* [Problem details]: Repeat the entries below exactly as they appear, with no pictures.

* [Dataset excerpt]:
-- START --
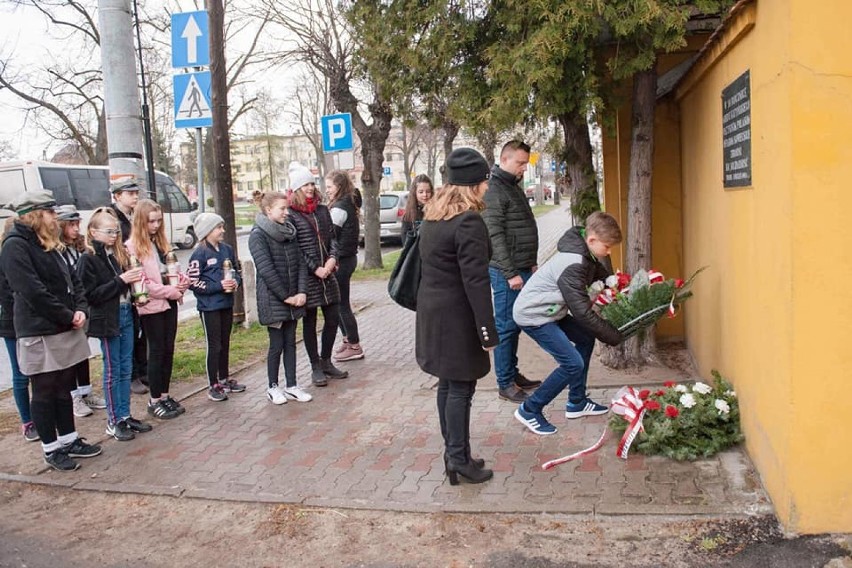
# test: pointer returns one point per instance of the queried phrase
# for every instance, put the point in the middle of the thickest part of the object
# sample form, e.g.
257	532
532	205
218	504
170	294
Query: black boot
331	371
478	463
469	472
317	375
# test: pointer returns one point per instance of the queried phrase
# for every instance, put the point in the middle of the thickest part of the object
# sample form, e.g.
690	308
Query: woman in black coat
282	280
315	234
455	320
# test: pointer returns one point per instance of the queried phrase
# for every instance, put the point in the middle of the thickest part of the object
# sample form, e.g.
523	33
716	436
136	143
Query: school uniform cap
205	223
131	185
466	166
28	201
67	213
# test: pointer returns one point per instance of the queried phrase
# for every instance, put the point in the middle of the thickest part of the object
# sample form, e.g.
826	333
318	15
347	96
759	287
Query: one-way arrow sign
190	43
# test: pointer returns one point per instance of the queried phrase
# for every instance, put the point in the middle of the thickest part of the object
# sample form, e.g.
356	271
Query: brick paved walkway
372	441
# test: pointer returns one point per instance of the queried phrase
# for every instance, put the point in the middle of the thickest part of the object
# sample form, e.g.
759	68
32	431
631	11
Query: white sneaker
297	393
93	401
80	407
275	395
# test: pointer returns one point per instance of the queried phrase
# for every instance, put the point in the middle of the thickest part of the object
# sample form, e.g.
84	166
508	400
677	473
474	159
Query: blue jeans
118	366
20	382
571	346
506	353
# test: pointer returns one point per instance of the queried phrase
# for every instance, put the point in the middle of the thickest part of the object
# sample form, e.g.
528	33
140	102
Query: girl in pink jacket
148	244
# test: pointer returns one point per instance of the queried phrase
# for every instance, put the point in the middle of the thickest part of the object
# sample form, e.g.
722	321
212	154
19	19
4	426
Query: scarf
277	231
309	207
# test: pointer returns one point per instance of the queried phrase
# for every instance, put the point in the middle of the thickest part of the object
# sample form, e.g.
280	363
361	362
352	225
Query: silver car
391	210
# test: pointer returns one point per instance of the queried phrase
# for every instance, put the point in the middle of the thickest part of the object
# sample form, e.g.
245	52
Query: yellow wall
778	250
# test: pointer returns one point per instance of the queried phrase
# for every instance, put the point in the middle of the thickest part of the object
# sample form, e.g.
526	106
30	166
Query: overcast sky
24	32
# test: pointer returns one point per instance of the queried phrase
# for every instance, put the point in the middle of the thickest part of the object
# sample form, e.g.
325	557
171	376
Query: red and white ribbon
626	404
553	463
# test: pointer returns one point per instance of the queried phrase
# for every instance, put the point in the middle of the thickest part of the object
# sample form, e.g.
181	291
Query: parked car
530	192
87	188
391	209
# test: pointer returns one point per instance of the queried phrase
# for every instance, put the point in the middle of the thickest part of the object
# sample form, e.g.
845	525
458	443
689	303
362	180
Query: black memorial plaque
736	132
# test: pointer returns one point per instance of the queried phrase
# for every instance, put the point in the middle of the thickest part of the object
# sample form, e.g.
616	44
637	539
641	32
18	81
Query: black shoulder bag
405	277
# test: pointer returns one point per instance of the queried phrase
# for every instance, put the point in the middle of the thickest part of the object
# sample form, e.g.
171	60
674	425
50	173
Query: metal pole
146	115
199	154
121	93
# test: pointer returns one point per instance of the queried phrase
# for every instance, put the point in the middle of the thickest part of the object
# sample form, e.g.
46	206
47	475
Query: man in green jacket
514	242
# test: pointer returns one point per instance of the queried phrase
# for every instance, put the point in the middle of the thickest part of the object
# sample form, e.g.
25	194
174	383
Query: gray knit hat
205	223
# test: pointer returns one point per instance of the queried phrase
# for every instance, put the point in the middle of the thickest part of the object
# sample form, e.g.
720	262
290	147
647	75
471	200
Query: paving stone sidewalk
372	441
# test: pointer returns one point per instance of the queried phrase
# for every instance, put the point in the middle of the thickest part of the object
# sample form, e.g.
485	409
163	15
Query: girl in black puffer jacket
344	216
282	281
319	249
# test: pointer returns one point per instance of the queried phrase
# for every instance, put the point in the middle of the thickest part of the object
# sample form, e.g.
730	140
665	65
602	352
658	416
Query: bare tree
408	143
322	40
310	102
63	97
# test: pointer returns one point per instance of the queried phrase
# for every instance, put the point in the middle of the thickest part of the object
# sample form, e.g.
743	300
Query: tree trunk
451	130
639	349
223	197
579	167
406	158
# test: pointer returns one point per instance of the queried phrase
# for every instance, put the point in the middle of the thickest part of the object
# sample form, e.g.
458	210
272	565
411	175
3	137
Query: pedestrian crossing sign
193	108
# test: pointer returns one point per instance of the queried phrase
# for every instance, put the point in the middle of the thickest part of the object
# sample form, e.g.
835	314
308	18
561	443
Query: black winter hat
466	166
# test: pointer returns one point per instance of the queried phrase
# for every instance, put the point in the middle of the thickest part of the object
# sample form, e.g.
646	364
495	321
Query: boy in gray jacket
555	310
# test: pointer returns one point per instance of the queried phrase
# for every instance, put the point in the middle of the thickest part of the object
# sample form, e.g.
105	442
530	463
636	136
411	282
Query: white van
87	188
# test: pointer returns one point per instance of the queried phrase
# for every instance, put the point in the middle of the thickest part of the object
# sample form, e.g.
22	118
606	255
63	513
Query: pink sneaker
351	352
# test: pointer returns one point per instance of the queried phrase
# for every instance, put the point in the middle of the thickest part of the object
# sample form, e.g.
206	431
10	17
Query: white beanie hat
300	175
205	223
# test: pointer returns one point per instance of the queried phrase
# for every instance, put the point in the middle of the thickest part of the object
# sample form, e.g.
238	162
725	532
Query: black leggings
348	324
282	340
51	407
217	329
454	400
80	378
160	329
331	317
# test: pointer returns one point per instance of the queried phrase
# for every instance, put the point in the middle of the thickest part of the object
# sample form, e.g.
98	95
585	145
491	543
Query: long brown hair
411	208
139	235
101	217
453	200
48	236
78	244
267	200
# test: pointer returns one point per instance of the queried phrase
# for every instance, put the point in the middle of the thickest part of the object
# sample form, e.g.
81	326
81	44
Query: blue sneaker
536	422
586	407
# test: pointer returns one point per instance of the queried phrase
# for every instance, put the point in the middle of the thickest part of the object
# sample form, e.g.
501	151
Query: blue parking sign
337	133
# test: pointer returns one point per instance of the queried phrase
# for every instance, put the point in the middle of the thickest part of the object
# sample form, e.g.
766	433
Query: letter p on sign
337	133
-- END --
* [Written reply]:
# test: pointer returns one point per instance of the queried phrase
# for every instance, put the point in the middle of the thickest part of the object
# sample form, e.g.
257	532
532	205
218	504
170	294
Query: black boot
331	371
478	463
469	472
317	375
# test: pointer returns one point per instance of the queried phrase
# for every instance, put the point in the middle of the thickest part of the object
# sample form, e.g.
690	308
Query: woman in black coat
282	280
315	234
455	320
# test: pointer returns one point per instance of the queried phrase
# for every instance, put the point in the middle of the thickest part of the object
# sample form, e.g.
523	33
716	436
136	143
Query: school uniform cap
205	223
131	185
466	166
28	201
67	213
# test: pointer returns one point per instance of the queried phrase
# for every instance, put the point in the middle of the thickest part of the object
# sample form, e.g.
826	333
318	15
347	96
759	287
Query: one-way arrow sign
190	43
# test: pointer returns one point per instance of the queried phrase
# for every instance, put the point in the middle of the thickest part of the object
# sample form, e.g.
356	271
Query: brick paved walkway
372	441
# test: pointer returns one point per instance of the queried phrase
# for every instance, put the point in the middle of the thickest part of the object
# sample form, e.g.
759	68
32	431
631	11
Query: white sneaker
297	393
93	401
80	407
275	395
# test: pointer returns one point per instance of the queried phrase
# for every instance, put the point in the middle of the thickest part of the object
# sample form, e.g.
84	166
508	400
677	473
474	159
Query: blue jeans
118	366
20	382
571	346
506	353
# test: pointer returns one point per instance of the queried phrase
# for every instance, put the point in the middle of the thickest part of the object
# sample form, e.g.
528	33
140	102
Query: girl in pink jacket
148	244
# test: pointer returns one point per instance of the queried phrase
# for every instance, put the point in the middle of the thickest part of the object
# sample form, e.g.
722	321
212	154
19	19
4	426
Query: scarf
277	231
309	207
# test: pointer returns one point per instance of the queried phrase
# for every instance, put the point in the middle of the thickest part of the object
# sample form, e.g.
280	363
361	362
352	225
Query: silver car
391	210
# test: pointer returns one point per instance of the queried phrase
# for every instance, put the point in the middle of the thickest part of the object
# sample form, e.g.
245	52
Query: yellow wall
778	250
# test: pointer returns one point per instance of the queried phrase
# for every instance, put the point in the middle of the thickest part of the object
# sample form, e.g.
526	106
30	166
Query: overcast sky
24	32
# test: pointer returns one point per instance of the queried phrase
# for every instance, put the point in the middle of the thickest part of the object
# sample form, e.g.
325	557
171	376
Query: red and white ribbon
626	404
553	463
# test: pointer returns one point per instance of the queried phrase
# for every instance, put the point in the middle of the thickest part of the object
# sample form, e.g.
181	291
Query: parked car
530	192
87	188
391	209
# test: pointer returns one point per instance of the queried phrase
# for every instance, put the point in the middle of the thickest part of the object
# sample form, e.g.
845	525
458	443
689	303
362	180
Query: black memorial plaque
736	132
# test: pointer returns one point per instance of the queried phrase
# for every instance, put the point in the middle of the thickest part of the object
# sample form, e.g.
616	44
637	539
641	32
18	81
Query: black shoulder bag
405	277
# test: pointer returns one point per instance of the queried phrase
# for every instance, put the point in the middle of the thickest part of the object
# sample form, e.g.
171	60
674	425
50	173
Query: metal pole
146	115
199	154
121	93
# test: pointer returns one point per instance of the queried phrase
# for every instance, put the point in the middle of the thickest part of the object
# sample form, e.g.
46	206
47	475
Query: man in green jacket
514	242
# test: pointer returns one point per instance of the queried phrase
# for every instance, put the point in the middle of the thickest part of the object
# sample form, e.g.
25	194
174	383
Query: gray knit hat
205	223
# test: pointer returns one point per instance of the queried phrase
# for every instance, put the point in the middle of the thickest part of the object
# sample form, e.g.
720	262
290	147
647	75
471	200
Query: paving stone sidewalk
372	441
# test: pointer returns one point per instance of the queried phrase
# for every instance, put the point in the middle of the thickest part of the object
# sample form, e.g.
485	409
163	15
Query: girl in black puffer jacket
344	216
282	281
319	249
# test: pointer returns one point per instance of the queried phrase
# for every instance, put the point in the middle of the thickest part of the object
# sample form, e.g.
730	140
665	65
602	352
658	416
Query: bare tree
408	143
322	40
310	102
63	97
# test: pointer returns one point per instance of the queried phrase
# for every instance, put the point in the middle of the thickest part of the object
# sample form, e.g.
743	300
Query: tree trunk
451	130
639	349
223	197
579	167
406	158
# test: pointer returns one point per instance of the queried phrase
# for every instance, put the point in the middle of the thickest part of the object
# sample form, e.g.
458	210
272	565
411	175
3	137
Query: pedestrian crossing sign
193	108
# test: pointer returns one point per instance of the queried phrase
# for every instance, put the point in the middle of the thickest part of the object
# sample form, e.g.
835	314
308	18
561	443
Query: black winter hat
466	166
# test: pointer returns one point per instance of the queried phrase
# for every instance, put the point in the middle of the thickest part of the object
# sample form, e.g.
646	364
495	321
Query: boy in gray jacket
555	310
# test: pointer returns one point per instance of the queried phrase
# for every instance, put the point in the middle of the thickest part of the object
# sample form, e.g.
105	442
530	463
636	136
411	282
Query: white van
87	188
# test: pointer returns one point per instance of the queried phrase
# for every instance, put the point in the middle of the thickest part of the object
# sample form, e.g.
22	118
606	255
63	513
Query: pink sneaker
351	352
# test: pointer returns one point per instance of the queried phrase
# for every instance, put the point in the middle of the thickest part of the object
# sample form, e.g.
206	431
10	17
Query: white beanie hat
300	175
205	223
# test: pointer returns one point per instance of the queried phrase
# for every instance, put the point in the middle of the thickest part of the object
# sample form, e.g.
238	162
725	532
Query: black leggings
348	324
282	340
51	407
217	329
454	400
80	378
160	329
331	317
# test: pointer returns one point per instance of the queried phrase
# for every instance, put the point in the middle of the thickest part of the object
# sample form, e.g.
98	95
585	145
491	543
Query: long brown hair
411	208
139	235
101	217
453	200
48	236
78	244
267	200
# test: pointer returns one point per instance of the queried phrase
# for every instance, put the point in the middle of the thickest part of the object
# sample form, e.g.
81	326
81	44
Query: blue sneaker
536	422
586	407
# test: pointer returns one point per instance of the queried phrase
# for every instance, put the point in the middle of the thickest part of the object
# sample form, e.g.
501	151
Query: blue parking sign
337	133
# test: pointer returns one point per instance of the queried phrase
# for every instance, put the point in the middle of the thickest part of the object
# sample form, e.g.
766	433
Query: letter p on sign
337	133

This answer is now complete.